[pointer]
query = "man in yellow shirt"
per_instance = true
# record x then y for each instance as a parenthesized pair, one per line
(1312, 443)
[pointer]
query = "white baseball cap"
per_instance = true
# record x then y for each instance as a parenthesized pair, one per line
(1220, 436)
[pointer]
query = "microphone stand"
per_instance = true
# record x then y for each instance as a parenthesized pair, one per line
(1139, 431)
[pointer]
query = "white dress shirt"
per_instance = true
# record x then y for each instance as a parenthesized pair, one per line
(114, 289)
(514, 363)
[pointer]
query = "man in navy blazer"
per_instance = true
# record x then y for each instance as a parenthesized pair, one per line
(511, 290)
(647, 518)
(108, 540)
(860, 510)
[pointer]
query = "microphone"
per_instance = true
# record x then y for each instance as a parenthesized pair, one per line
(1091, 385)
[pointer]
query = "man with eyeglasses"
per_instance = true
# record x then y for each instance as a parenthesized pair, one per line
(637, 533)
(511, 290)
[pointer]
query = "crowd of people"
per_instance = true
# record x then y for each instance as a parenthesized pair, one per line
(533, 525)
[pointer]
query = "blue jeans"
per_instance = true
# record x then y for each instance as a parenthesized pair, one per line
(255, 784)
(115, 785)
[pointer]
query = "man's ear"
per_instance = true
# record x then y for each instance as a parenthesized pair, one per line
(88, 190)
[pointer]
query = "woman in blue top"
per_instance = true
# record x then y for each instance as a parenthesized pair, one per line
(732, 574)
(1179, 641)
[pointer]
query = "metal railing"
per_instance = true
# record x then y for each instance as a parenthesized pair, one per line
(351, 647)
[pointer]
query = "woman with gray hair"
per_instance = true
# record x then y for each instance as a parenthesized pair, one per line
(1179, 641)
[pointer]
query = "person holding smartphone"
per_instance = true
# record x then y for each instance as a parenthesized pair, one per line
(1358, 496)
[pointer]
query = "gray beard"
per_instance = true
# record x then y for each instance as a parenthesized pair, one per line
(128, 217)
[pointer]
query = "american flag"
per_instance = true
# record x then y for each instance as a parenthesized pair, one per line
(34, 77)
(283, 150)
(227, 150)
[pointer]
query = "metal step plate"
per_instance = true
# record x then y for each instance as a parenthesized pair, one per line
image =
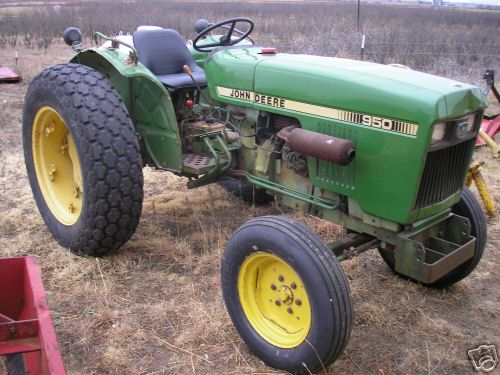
(197, 164)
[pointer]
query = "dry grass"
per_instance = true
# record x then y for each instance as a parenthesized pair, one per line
(155, 306)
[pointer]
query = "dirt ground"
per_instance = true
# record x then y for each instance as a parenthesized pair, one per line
(155, 306)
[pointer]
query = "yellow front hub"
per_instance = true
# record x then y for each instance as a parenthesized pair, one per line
(274, 300)
(57, 166)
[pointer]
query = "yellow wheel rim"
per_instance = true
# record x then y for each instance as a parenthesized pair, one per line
(57, 166)
(274, 300)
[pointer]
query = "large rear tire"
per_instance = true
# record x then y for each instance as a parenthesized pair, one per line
(82, 159)
(286, 294)
(470, 208)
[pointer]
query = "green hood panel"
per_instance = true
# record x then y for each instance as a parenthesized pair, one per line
(385, 175)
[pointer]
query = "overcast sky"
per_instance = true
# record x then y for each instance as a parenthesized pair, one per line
(487, 2)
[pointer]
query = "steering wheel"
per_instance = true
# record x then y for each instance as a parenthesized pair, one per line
(225, 40)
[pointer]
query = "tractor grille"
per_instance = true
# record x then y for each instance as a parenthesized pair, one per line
(444, 173)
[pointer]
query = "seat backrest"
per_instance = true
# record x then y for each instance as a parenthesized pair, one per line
(162, 51)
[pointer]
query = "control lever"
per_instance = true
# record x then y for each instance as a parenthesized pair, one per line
(188, 71)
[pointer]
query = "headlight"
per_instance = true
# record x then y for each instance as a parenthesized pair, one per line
(438, 132)
(465, 125)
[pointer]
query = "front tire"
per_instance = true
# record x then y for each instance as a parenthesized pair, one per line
(286, 294)
(470, 208)
(82, 159)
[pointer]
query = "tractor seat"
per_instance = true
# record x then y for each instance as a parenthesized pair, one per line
(164, 53)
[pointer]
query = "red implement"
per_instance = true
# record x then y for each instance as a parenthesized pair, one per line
(8, 75)
(490, 126)
(26, 328)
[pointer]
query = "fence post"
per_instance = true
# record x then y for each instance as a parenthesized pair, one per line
(363, 46)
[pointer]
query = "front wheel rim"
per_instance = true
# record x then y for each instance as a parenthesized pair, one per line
(274, 300)
(57, 166)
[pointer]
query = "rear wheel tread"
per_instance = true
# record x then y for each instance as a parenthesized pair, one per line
(108, 150)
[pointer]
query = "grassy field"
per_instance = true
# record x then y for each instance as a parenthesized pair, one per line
(155, 306)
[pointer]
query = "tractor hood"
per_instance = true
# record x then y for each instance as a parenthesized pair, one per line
(375, 89)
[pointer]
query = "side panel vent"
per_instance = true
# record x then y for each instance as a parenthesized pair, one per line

***

WHAT TO WORK ON: Where a line in the data contains the string "tractor", add it to your count, and give only the final number.

OUTPUT OF THE TASK: 3